Begin at the line that contains "In this exercise you will mark the white lower" and stop after the last of the entries below. Rewrite every line in that span, the instruction lines as well as the answers, and scale each coordinate in the answers by 1.6, rounding to whole numbers with halves going up.

◆ Data supplied ◆
• • •

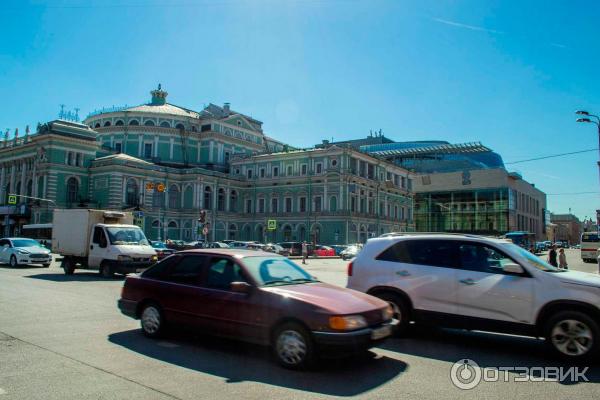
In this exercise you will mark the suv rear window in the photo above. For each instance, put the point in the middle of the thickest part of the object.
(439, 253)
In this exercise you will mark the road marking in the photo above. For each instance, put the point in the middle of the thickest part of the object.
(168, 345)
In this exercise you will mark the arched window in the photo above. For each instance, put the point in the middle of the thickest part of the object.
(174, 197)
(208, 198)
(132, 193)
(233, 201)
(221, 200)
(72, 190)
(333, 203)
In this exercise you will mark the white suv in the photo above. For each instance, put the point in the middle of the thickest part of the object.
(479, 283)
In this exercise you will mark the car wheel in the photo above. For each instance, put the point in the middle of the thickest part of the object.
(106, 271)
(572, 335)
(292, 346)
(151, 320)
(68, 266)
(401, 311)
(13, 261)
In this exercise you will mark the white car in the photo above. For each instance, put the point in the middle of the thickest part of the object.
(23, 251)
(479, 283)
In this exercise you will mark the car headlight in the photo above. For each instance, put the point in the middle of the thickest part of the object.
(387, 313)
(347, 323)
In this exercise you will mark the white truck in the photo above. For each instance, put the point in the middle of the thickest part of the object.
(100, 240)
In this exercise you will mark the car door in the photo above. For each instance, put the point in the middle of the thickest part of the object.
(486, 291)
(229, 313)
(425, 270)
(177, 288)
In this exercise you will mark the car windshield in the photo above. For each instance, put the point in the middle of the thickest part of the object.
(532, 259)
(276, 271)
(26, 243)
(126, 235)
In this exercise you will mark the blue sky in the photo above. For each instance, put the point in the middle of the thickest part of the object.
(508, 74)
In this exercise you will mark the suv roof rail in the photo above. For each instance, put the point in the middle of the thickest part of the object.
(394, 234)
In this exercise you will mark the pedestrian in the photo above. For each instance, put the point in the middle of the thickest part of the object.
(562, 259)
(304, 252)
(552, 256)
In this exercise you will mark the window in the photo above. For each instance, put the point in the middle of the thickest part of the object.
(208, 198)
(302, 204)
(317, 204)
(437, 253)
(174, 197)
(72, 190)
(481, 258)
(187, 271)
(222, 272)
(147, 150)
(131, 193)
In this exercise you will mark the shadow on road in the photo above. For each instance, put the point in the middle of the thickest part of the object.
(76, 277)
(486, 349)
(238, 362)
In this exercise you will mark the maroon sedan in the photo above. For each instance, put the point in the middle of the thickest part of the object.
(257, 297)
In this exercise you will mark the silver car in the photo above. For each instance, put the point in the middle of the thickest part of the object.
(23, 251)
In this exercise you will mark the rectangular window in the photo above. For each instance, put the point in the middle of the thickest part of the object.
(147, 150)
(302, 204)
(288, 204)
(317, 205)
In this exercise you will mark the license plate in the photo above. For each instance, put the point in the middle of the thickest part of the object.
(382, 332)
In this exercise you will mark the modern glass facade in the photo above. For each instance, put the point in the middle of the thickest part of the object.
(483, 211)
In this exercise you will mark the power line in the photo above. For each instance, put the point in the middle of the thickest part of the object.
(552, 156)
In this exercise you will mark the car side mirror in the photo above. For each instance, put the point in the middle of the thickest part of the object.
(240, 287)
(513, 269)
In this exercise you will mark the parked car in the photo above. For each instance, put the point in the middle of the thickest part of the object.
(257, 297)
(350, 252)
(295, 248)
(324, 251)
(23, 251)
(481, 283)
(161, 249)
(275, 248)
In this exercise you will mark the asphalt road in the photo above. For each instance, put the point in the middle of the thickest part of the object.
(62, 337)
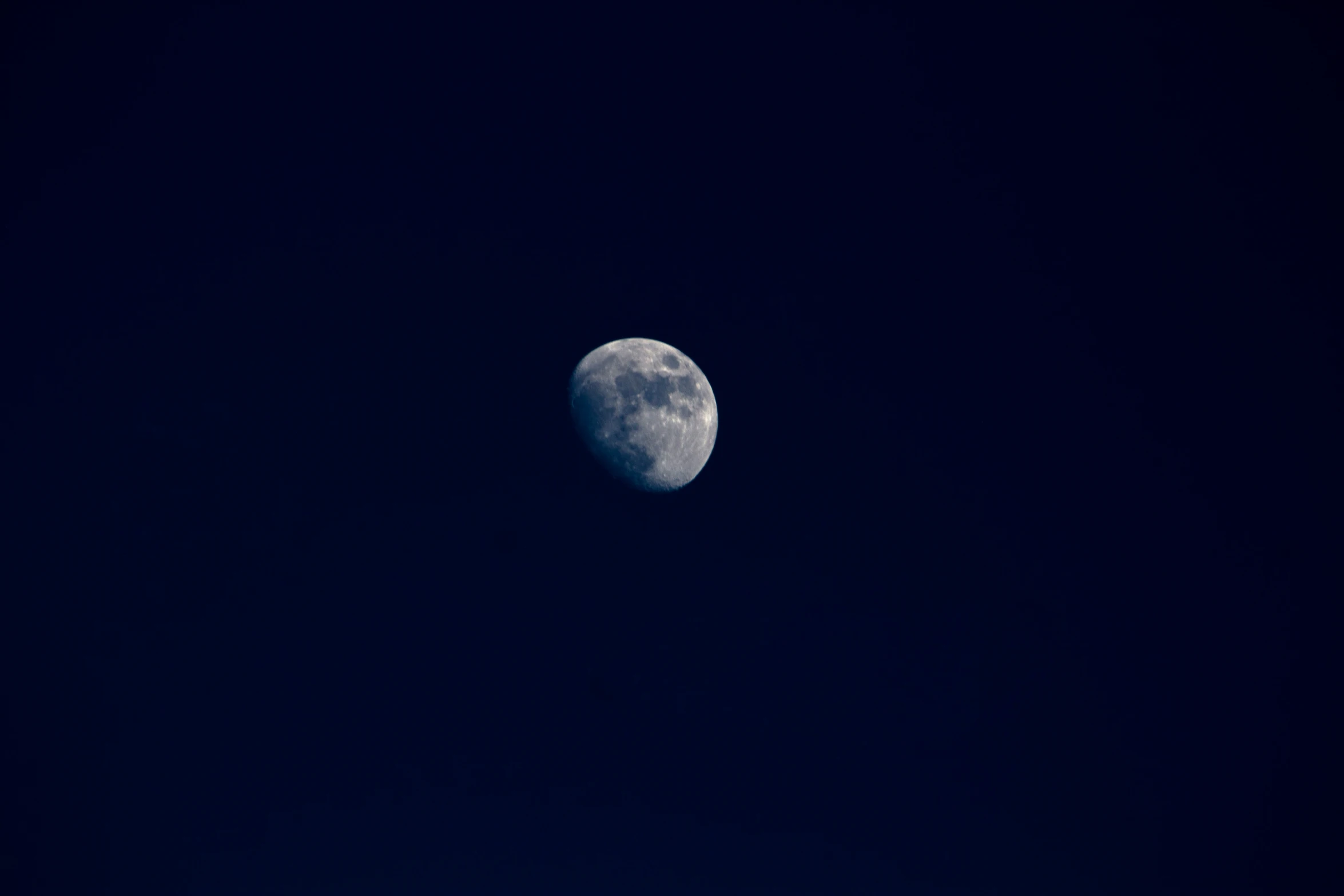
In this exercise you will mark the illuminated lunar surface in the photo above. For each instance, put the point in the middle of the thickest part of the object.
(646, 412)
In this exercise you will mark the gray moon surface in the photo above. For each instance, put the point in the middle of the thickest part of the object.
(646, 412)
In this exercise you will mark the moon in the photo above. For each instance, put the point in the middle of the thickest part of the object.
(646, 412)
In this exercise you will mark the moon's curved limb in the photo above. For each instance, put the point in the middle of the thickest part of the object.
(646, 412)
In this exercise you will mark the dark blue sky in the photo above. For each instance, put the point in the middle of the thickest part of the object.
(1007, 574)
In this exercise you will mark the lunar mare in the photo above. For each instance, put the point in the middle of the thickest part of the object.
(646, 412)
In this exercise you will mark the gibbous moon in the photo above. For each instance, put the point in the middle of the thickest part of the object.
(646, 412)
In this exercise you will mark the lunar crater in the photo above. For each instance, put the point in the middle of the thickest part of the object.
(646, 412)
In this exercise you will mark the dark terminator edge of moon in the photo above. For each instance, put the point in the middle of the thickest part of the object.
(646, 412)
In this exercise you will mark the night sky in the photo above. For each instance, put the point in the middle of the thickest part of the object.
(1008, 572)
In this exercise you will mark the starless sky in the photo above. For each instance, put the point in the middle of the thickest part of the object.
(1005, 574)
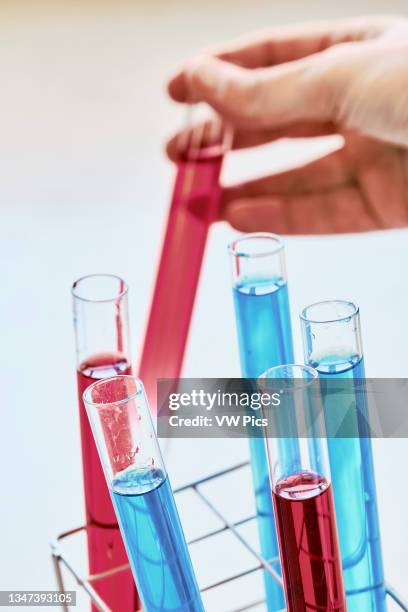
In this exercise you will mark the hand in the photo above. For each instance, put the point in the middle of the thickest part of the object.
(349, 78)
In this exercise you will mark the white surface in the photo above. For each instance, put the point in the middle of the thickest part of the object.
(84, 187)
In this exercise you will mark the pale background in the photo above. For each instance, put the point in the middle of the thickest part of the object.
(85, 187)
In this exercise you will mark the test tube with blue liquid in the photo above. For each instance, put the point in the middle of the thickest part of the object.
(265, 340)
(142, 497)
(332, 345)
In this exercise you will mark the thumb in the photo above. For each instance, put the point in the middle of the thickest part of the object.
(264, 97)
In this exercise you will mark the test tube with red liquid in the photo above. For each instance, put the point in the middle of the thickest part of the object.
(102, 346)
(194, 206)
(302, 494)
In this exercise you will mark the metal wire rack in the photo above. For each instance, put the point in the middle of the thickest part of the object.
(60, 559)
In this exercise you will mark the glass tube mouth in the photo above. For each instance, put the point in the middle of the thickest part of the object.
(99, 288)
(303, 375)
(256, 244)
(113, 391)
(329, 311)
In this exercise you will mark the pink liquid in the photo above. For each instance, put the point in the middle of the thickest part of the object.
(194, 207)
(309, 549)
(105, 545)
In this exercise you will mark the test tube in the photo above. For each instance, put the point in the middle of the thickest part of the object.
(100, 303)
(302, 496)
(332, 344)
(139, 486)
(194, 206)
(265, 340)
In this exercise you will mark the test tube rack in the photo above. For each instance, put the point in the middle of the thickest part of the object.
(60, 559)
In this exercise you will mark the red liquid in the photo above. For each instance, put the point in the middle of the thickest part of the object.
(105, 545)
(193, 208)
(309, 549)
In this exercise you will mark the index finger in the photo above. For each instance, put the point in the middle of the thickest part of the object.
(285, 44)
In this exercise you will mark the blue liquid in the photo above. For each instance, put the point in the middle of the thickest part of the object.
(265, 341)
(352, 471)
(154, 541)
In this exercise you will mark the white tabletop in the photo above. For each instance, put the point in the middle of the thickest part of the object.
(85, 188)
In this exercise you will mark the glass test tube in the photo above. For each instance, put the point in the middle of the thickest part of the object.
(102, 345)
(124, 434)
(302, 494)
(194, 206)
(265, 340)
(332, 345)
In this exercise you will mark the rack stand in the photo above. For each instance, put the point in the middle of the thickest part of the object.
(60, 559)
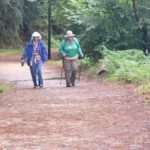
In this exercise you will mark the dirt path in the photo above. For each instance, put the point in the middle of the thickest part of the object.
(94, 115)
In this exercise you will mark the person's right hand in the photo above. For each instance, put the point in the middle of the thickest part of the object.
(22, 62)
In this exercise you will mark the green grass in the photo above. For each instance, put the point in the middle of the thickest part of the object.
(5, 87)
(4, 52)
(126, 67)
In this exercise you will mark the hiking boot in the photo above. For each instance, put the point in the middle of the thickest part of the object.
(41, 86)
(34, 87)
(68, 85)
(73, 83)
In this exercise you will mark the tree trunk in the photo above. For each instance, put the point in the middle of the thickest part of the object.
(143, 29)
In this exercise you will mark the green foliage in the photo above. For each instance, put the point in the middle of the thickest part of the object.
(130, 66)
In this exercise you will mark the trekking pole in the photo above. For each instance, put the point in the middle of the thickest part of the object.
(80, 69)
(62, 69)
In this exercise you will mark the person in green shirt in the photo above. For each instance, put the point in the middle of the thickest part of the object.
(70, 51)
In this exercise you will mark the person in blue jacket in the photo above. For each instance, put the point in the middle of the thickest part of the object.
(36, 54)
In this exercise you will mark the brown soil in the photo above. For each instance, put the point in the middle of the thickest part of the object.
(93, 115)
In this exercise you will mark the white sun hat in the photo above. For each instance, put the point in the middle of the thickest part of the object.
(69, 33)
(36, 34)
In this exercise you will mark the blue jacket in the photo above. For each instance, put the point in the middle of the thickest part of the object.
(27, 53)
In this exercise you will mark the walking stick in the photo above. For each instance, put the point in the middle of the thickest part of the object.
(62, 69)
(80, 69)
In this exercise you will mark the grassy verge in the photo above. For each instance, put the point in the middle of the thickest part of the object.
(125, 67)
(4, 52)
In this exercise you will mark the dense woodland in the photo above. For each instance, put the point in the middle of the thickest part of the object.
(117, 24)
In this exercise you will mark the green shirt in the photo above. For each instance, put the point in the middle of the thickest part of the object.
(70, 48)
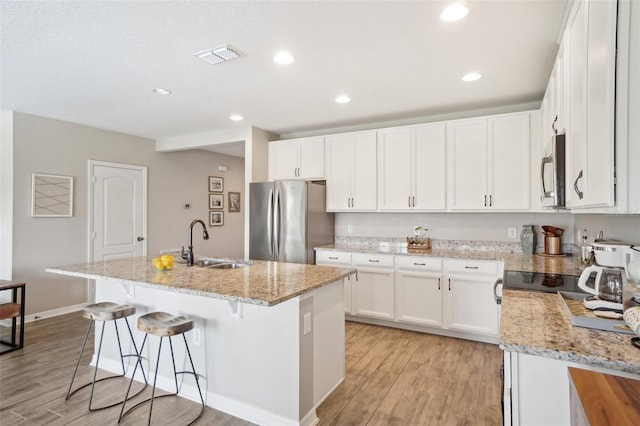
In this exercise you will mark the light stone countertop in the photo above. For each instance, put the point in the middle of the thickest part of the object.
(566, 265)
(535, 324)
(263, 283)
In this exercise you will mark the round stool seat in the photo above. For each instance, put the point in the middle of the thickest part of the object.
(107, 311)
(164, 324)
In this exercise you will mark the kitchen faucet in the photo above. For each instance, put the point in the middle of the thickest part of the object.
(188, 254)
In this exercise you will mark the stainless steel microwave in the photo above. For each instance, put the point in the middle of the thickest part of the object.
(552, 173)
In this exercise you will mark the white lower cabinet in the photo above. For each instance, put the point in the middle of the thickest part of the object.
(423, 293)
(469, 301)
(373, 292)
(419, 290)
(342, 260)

• • •

◆ Response to the task ◆
In this exercise you will mark the white lower cabinet in the photo above. For each instance, put the point in the middle of the thickest part of the object.
(677, 469)
(750, 482)
(597, 467)
(670, 464)
(547, 416)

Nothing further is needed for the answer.